* [What you should do]: Copy out each of the records below word for word, keeping every line unchanged.

Records for identifying positions:

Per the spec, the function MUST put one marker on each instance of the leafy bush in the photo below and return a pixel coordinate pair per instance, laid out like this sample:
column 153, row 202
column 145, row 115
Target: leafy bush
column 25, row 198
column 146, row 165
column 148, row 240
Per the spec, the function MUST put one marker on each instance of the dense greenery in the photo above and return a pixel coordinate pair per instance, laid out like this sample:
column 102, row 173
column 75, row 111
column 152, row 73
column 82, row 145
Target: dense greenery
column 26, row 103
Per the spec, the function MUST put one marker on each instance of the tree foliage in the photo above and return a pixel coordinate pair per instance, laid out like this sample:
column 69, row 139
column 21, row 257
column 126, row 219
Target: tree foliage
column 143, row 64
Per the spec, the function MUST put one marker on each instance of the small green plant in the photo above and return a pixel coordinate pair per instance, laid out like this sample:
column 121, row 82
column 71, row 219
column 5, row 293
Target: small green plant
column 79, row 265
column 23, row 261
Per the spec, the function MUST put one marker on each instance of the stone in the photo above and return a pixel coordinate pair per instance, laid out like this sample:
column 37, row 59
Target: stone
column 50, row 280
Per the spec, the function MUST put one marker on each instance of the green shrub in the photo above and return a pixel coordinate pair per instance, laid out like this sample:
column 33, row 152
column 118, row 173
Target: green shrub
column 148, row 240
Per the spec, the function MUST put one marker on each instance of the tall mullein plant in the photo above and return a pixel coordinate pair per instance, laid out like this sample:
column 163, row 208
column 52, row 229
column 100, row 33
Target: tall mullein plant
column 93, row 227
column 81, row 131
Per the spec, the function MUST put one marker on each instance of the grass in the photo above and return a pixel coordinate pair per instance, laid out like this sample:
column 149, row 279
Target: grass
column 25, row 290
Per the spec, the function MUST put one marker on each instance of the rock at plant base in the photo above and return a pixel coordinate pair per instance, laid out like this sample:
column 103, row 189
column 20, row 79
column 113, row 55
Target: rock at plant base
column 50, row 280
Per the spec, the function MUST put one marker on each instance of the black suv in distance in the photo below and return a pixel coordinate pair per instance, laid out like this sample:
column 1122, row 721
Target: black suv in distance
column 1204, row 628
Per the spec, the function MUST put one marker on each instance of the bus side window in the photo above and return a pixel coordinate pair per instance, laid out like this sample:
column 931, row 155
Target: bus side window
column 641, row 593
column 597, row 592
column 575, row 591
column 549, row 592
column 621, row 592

* [Answer to the exercise]:
Per the spec, the function MUST put one marker on each instance of the leafy bush in the photo below and return a pixel coordinate pair per instance, laid out like this sample:
column 153, row 202
column 145, row 115
Target: leafy bush
column 25, row 198
column 146, row 165
column 148, row 240
Per the spec, the function MUST put one marker on each instance of the dense greenery in the photo above and return a pixel coordinate pair per instance, laid out like this sample:
column 102, row 173
column 75, row 111
column 152, row 73
column 82, row 145
Target: dense greenery
column 26, row 103
Per the spec, the function MUST put one marker on each instance of the tree foliage in the photo above and return a pixel coordinate pair per instance, laid out like this sample:
column 69, row 139
column 21, row 257
column 126, row 219
Target: tree foliage
column 143, row 64
Per the spec, the function MUST put one marker on each instance of the small green plant in the photo above and return a pixel coordinate pair per instance, laid out like this sample:
column 121, row 82
column 71, row 219
column 5, row 293
Target: small green plant
column 79, row 265
column 23, row 261
Per the spec, the function MUST put one marker on each instance of the stone in the photo above and return a pixel coordinate pair per instance, laid out like this sample:
column 37, row 59
Target: stone
column 50, row 280
Per the spec, the function MUST put one marker on each instance of the green shrub in the photo above and return a pixel coordinate pair per instance, laid out like this sample:
column 33, row 152
column 118, row 173
Target: green shrub
column 148, row 240
Per the spec, the function MUST put one marker on each instance of the tall mullein plant in the photo above and return a pixel coordinate pair per instance, laid out like this sample:
column 163, row 208
column 52, row 229
column 100, row 33
Target: tall mullein plant
column 93, row 227
column 81, row 131
Per the spec, the function MUST put one marker on each instance of the grass in the photo above and return a pixel coordinate pair per instance, laid out like this sample:
column 149, row 279
Target: grass
column 25, row 290
Per the spec, the function MUST put one marker on each instance of the rock at plant base in the photo above and return a pixel coordinate pair per instance, laid out like this sample:
column 103, row 189
column 20, row 79
column 113, row 55
Target: rock at plant base
column 50, row 280
Per the spec, the function MUST put one marker on each instance of the black suv in distance in the photo below and return a pixel coordinate pair per instance, laid out like this sample:
column 1122, row 721
Target: black suv in distance
column 1204, row 628
Per the spec, the function MUST put one marker on each instance of the bus side window in the photo above and return a pixel coordinate pair per instance, laid out like this sample:
column 931, row 155
Target: bus side window
column 641, row 593
column 597, row 592
column 575, row 591
column 549, row 592
column 621, row 592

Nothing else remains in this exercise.